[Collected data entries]
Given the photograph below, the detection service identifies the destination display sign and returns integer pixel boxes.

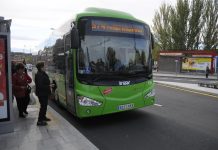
[91,20,145,36]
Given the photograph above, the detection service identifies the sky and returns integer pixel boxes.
[0,0,176,53]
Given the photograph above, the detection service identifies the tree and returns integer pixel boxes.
[170,0,190,50]
[202,0,218,50]
[153,3,171,49]
[152,0,218,50]
[186,0,204,49]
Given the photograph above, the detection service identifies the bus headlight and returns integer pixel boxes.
[77,96,102,106]
[145,89,155,98]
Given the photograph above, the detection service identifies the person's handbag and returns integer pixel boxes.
[27,84,32,94]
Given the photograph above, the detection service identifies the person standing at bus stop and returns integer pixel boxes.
[12,63,32,118]
[35,62,51,126]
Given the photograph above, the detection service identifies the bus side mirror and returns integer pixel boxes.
[71,27,79,49]
[151,33,154,49]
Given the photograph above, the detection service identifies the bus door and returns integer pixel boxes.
[66,50,76,114]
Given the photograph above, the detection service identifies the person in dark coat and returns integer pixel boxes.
[35,62,51,126]
[12,63,32,118]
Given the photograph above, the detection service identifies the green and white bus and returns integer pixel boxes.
[45,8,155,118]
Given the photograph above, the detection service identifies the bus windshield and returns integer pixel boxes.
[77,19,151,84]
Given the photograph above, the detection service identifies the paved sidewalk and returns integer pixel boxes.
[0,98,98,150]
[153,72,218,81]
[154,80,218,97]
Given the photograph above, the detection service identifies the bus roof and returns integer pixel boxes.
[76,7,147,25]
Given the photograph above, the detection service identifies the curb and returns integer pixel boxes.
[153,74,218,80]
[154,81,218,98]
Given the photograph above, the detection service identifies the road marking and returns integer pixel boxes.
[158,83,218,99]
[154,104,163,107]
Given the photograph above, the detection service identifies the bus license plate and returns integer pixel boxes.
[118,103,134,110]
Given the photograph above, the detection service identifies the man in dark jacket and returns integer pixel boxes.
[35,62,51,126]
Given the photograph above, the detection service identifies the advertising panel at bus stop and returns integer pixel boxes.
[0,36,9,121]
[182,57,211,71]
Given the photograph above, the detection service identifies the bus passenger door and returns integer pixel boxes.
[66,50,76,114]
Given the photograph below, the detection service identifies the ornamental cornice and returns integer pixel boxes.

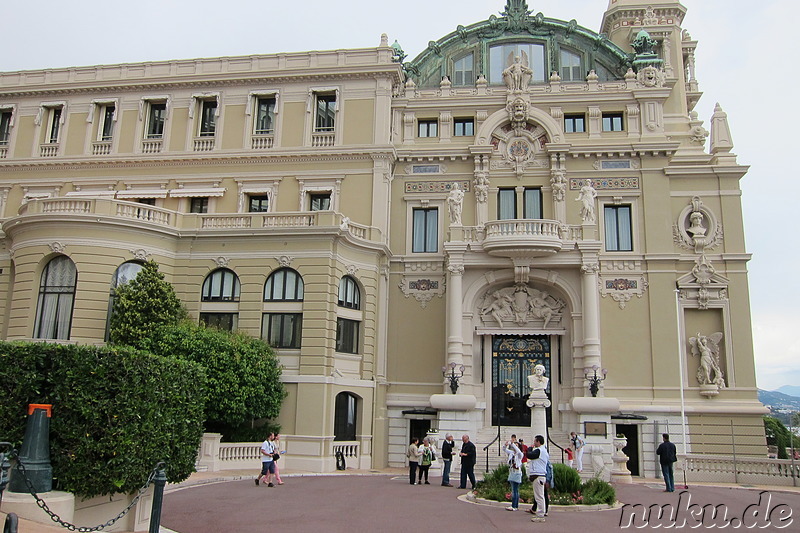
[0,150,396,172]
[0,66,400,99]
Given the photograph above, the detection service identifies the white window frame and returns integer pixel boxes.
[404,196,447,258]
[137,94,172,148]
[236,178,281,214]
[296,176,344,212]
[189,91,222,142]
[0,104,17,150]
[597,191,643,257]
[305,85,342,146]
[33,100,68,149]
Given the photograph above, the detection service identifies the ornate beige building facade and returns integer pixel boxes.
[0,0,765,474]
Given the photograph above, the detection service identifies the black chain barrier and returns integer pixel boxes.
[9,450,165,532]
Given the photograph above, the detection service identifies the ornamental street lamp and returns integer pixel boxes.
[442,363,464,394]
[583,365,608,398]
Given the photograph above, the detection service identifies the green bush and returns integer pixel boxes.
[145,320,286,428]
[553,463,581,494]
[108,261,187,349]
[581,478,617,505]
[0,342,205,497]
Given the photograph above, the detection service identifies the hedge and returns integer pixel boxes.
[0,342,206,497]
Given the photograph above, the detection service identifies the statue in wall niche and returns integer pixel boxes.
[528,365,550,396]
[575,180,597,224]
[689,331,725,387]
[447,183,464,226]
[503,56,533,92]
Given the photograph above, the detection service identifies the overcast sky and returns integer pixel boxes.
[0,0,800,390]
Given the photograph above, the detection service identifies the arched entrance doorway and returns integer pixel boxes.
[491,335,553,427]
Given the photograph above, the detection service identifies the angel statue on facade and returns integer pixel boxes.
[689,331,725,387]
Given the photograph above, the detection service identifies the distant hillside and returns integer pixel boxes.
[773,385,800,397]
[758,385,800,426]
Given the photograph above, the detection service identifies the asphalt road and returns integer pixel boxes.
[161,475,800,533]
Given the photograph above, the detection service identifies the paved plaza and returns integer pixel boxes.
[0,469,800,533]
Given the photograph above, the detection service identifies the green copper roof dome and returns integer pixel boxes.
[405,0,632,87]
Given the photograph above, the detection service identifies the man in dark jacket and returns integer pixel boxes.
[656,433,678,492]
[442,433,455,487]
[458,435,478,490]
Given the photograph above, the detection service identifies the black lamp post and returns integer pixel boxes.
[583,365,608,398]
[442,363,464,394]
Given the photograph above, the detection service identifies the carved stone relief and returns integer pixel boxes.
[480,283,566,329]
[689,331,725,398]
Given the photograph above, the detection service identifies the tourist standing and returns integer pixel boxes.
[505,441,522,511]
[256,433,275,487]
[442,433,455,487]
[458,435,478,490]
[656,433,678,492]
[570,431,586,472]
[528,435,550,522]
[417,437,433,485]
[406,437,420,485]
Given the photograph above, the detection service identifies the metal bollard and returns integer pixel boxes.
[148,463,167,533]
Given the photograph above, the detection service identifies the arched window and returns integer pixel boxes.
[264,268,303,302]
[33,255,78,340]
[261,268,303,349]
[200,268,240,331]
[202,268,239,302]
[333,392,358,440]
[339,276,361,309]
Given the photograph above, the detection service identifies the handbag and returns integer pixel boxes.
[508,468,522,483]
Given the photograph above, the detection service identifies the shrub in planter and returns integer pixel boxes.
[553,463,581,494]
[581,478,617,505]
[146,322,286,428]
[0,343,205,497]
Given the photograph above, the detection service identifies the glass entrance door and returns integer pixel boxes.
[492,335,552,427]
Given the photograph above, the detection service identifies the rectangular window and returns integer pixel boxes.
[417,120,439,137]
[200,313,239,331]
[261,313,303,348]
[308,192,331,211]
[189,196,208,213]
[489,43,548,85]
[199,100,217,137]
[97,104,116,141]
[452,54,475,85]
[314,94,336,133]
[47,107,61,144]
[411,207,439,253]
[497,188,517,220]
[0,111,11,146]
[564,115,586,133]
[522,188,544,218]
[147,102,167,139]
[253,97,275,135]
[604,205,633,252]
[453,118,475,137]
[561,49,583,81]
[248,194,269,213]
[336,318,361,353]
[603,113,624,131]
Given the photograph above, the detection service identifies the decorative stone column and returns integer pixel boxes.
[611,437,633,483]
[447,256,464,365]
[581,263,602,368]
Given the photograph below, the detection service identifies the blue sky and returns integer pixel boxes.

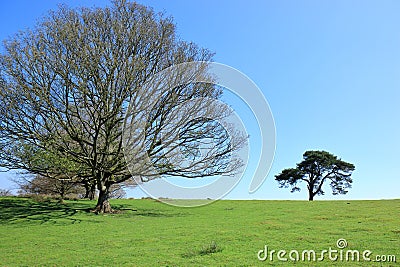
[0,0,400,199]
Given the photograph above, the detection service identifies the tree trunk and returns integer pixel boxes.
[83,182,96,200]
[308,191,315,201]
[94,186,113,214]
[88,183,96,200]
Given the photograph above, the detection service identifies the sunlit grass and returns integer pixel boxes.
[0,198,400,266]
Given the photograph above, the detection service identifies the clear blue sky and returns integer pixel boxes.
[0,0,400,199]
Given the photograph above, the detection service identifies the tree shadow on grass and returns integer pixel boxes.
[0,197,92,224]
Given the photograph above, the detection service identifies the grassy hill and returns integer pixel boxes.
[0,198,400,266]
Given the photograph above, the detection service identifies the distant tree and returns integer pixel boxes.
[110,184,126,199]
[275,151,355,201]
[0,189,13,197]
[0,0,246,213]
[15,175,84,201]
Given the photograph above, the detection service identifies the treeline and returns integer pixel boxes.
[9,175,131,201]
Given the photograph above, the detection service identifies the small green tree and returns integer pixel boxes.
[275,151,355,201]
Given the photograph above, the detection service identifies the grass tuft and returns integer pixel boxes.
[182,241,222,258]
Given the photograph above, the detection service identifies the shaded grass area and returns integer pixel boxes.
[0,198,400,266]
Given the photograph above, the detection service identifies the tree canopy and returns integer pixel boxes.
[0,0,246,212]
[275,151,355,201]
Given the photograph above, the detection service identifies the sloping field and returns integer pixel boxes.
[0,198,400,266]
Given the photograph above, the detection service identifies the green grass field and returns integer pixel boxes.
[0,198,400,266]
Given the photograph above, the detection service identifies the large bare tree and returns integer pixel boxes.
[0,0,246,212]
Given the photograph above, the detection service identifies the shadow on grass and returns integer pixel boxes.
[0,197,186,225]
[0,198,92,224]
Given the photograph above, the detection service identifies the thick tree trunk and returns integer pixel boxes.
[88,184,96,200]
[83,182,96,200]
[308,190,315,201]
[94,186,113,213]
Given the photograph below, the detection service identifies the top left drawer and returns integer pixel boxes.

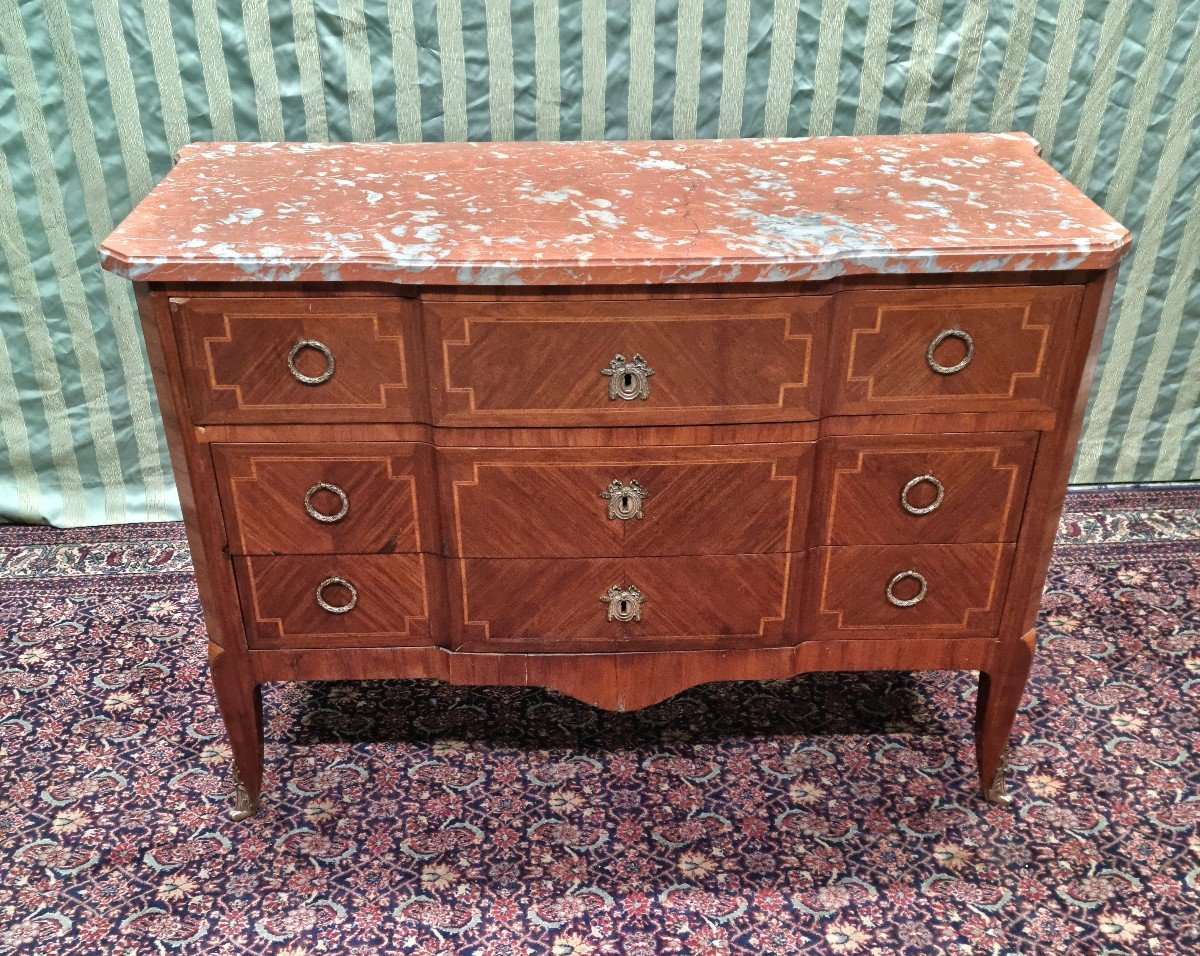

**REQUIRED TASK**
Copy the lines above word for word, covering the stretch from the line that contains "marking and returns integer pixel boxes." through the line that contains "[118,103,134,110]".

**EXERCISE RESULT**
Given the photograph above, the detection service identifies the road marking and returns integer pixel boxes.
[158,83,218,99]
[154,104,163,107]
Given the photograph above, the detection service identifies the bus license plate and returns integer pixel boxes.
[118,103,134,110]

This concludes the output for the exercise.